◆ Source document:
___
A Robust Text-to-Speech System in Bangla with Stochastic Duration Predictor

Official implementation of A Robust Text-to-Speech System in Bangla with Stochastic Duration Predictor

Authors: Mushahid Intesum*, Abdullah Ibne Masud*, Md Ashraful Islam**, Dr Md Rezaul Karim.

^{*Equal contribution.} ^{**Corresponding Author.}

Abstract

Text-to-speech (TTS), a field aiming to produce natural speech from text, is a prominent area of research in speech, language, and machine learning, with broad industrial applications. Despite Bangla being the seventh most spoken language globally, there exists a significant shortage of high-quality audio data for TTS, automatic speech recognition, and other audio-related natural language processing tasks. To address this gap, we have compiled a meticulously curated single-speaker Bangla audio dataset. Following extensive preprocessing, our dataset has more than 20 hours of clean audio data featuring a diverse array of genres and sources, supplemented by novel metrics, including categorization based on sentence complexity, distribution of tense and person, as well as quantitative measurements such as word count, unique word count, and compound letter count. Our dataset, along with its distinctive evaluation metrics, fills a significant void in the evaluation of Bangla audio datasets, rendering it a valuable asset for future research endeavors. Additionally, we propose a novel TTS model employing diffusion and a duration predictor. Our model integrates a Stochastic Duration Predictor(SDP) to enhance alignment between input text and speech duration, alongside a context prediction network for improved word pronunciation. The incorporation of the SDP aims to emulate the variability observed in human speech, where the same sentence may be pronounced with different duration. This addition facilitates the generation of more natural-sounding audio samples with improved duration characteristics. Through blind subjective analysis utilizing the Mean Opinion Score (MOS), we demonstrate that our proposed model enhances the quality of the state-of-the-art GradTTS model.
___
◆ Supplied data:
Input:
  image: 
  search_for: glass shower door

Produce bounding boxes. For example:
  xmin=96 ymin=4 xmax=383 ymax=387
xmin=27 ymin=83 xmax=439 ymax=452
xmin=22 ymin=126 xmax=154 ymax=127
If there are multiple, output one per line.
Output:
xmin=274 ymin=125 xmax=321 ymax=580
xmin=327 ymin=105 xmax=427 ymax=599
___
◆ What this exercise asks:
1. Give the number of lines in the records that contain the string "ymax". Reply with the number only.
2. Continue the Bangla text-to-speech paper summary from where it stops.

◆ Responses for each task:
1. 5

2.
Installation

Install all Python package requirements:

pip install -r requirements.txt

Note: code is tested on Python==3.10.9.

Inference

You can download BnTTS dataset (22kHz) from here.

Put necessary HiFi-GAN checkpoints into checkpts folder in root directory (note: in inference.py you can change default HiFi-GAN path).

Create text file with sentences you want to synthesize like resources/filelists/synthesis.txt.
For single speaker set params.n_spks=1.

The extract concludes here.